* _Study material_:
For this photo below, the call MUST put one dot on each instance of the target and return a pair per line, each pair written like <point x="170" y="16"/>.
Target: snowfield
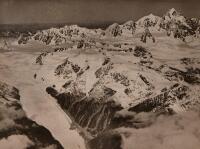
<point x="115" y="88"/>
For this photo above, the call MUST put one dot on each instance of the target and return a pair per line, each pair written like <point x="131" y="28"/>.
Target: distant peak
<point x="172" y="12"/>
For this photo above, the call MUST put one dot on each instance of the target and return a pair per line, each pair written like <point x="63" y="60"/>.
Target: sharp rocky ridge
<point x="126" y="84"/>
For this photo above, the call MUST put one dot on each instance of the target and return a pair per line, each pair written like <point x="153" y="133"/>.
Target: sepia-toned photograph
<point x="99" y="74"/>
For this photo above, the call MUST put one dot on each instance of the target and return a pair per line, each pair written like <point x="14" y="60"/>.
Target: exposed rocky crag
<point x="122" y="89"/>
<point x="171" y="24"/>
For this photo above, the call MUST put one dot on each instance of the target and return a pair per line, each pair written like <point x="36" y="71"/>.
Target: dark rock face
<point x="108" y="140"/>
<point x="15" y="123"/>
<point x="92" y="115"/>
<point x="176" y="92"/>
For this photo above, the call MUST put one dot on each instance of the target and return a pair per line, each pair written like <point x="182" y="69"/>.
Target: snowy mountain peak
<point x="172" y="12"/>
<point x="149" y="20"/>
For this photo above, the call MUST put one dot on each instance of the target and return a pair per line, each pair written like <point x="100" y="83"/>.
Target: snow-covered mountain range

* _What the task requires_:
State how many lines of the records above hold the word "instance", adding nothing beyond the number.

* _Response below_:
8